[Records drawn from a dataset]
* * *

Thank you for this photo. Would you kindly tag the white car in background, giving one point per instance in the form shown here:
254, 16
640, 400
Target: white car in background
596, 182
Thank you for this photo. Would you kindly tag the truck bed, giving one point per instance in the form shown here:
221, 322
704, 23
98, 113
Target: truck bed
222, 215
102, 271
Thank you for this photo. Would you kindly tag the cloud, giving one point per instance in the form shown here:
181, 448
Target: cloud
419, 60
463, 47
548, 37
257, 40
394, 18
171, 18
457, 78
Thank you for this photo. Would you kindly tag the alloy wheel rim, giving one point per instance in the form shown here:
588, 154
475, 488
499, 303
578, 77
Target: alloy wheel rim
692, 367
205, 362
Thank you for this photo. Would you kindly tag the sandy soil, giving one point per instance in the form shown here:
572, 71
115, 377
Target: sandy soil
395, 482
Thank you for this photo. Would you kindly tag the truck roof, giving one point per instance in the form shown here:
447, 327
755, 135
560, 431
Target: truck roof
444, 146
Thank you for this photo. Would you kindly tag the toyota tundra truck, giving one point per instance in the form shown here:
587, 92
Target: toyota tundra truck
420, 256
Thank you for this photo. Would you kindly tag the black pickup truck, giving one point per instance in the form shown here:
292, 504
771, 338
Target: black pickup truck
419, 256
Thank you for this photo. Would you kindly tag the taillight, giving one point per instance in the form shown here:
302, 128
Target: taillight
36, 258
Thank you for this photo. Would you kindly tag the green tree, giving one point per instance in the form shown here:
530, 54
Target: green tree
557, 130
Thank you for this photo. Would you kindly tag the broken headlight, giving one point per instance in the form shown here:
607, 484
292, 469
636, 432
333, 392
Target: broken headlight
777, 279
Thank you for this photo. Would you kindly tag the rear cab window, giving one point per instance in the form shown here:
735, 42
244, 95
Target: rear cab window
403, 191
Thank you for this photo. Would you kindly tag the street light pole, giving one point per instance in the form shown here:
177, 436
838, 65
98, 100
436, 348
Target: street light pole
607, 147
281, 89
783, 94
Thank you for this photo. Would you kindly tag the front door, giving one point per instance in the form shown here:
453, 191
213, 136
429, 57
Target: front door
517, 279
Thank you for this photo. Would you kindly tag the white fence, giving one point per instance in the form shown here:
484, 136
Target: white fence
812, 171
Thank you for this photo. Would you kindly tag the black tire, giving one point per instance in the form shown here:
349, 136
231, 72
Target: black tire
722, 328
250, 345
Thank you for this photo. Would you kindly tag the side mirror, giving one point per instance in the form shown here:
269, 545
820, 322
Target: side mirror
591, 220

* * *

Exercise description — The reply should restate the records above in full, character for character.

Problem solution —
Thank you for this photo. Would you kindly tag the white car in background, giving one point per instance in the form shown here:
254, 16
640, 400
Target: white car in background
596, 182
Thank you for this photo. Would you kindly tag the truck bed, giving one point per instance in the form shown here:
221, 322
704, 23
98, 113
Target: truck bed
222, 215
102, 271
Thank you for this photo. Would you kindly tag the cloud, giving one point per instance in the form shown here:
181, 448
Target: cloud
419, 60
463, 47
548, 37
257, 40
394, 18
171, 18
457, 78
Thank you for this photo. Would you kindly tag the alloy wheel rim, giving one point per instance in the form shown here:
588, 154
475, 488
499, 303
578, 77
Target: alloy wheel rim
692, 367
205, 362
Thank you for this photo. Would you kindly tag the sandy soil, giving one point per instance in the form shown here:
572, 71
115, 377
Target: sandy soil
395, 482
Thank you for this photo. Would you kindly tag the truck roof, giving one point per instance in the form shown here:
447, 327
755, 135
560, 431
Target: truck roof
444, 146
Thank you for this photo. Would you kindly tag the toyota tundra truck, giving one point per instance in the form shown here:
587, 92
Target: toyota tundra truck
420, 256
Thank you for this photo. Would you kindly tag the black pickup truck, giving one point per instance in the form shown here:
292, 504
771, 338
Target: black pickup truck
419, 256
Thank you for this photo. Would you kindly tag the taillight, giving one point per instance in the form shown here:
302, 128
Target: taillight
36, 258
Thank you for this photo. Would you kindly tag the green tree, giving one point per instance in the form shown here:
530, 54
Target: green tree
557, 130
Thank you for this photo. Would you kindly tag the broken headlight, giving one point per instance in the form shown here:
607, 484
292, 469
636, 432
333, 392
Target: broken headlight
777, 279
Thank you for this photo. Would you kindly tag the rear cab window, giving one point per instance in the form shown here:
735, 42
244, 95
Target: rear cab window
403, 191
Thank you for this photo. Would you kindly tag the street light pole, giving one point per instance in the form shown here:
177, 436
838, 65
98, 100
436, 348
Target: street light pole
607, 147
281, 89
783, 94
Thank you for this photo. Would you kindly tag the front door, giving one point per instance in the form shown here:
453, 191
213, 136
429, 57
Target: front door
517, 279
Thank you for this photo. Would you kindly tag the white fence, giving one point per instance in the form shown here:
484, 136
Target: white fence
812, 171
Thank you for this photo. Would you kindly tag the black tire, giving one point per instance in the form shown here:
349, 136
231, 72
Target: black tire
722, 328
250, 345
Thank you for this photo. Would you kindly tag the side mirror, giving one point per instance in the form shown here:
269, 545
820, 322
Target: side mirror
591, 220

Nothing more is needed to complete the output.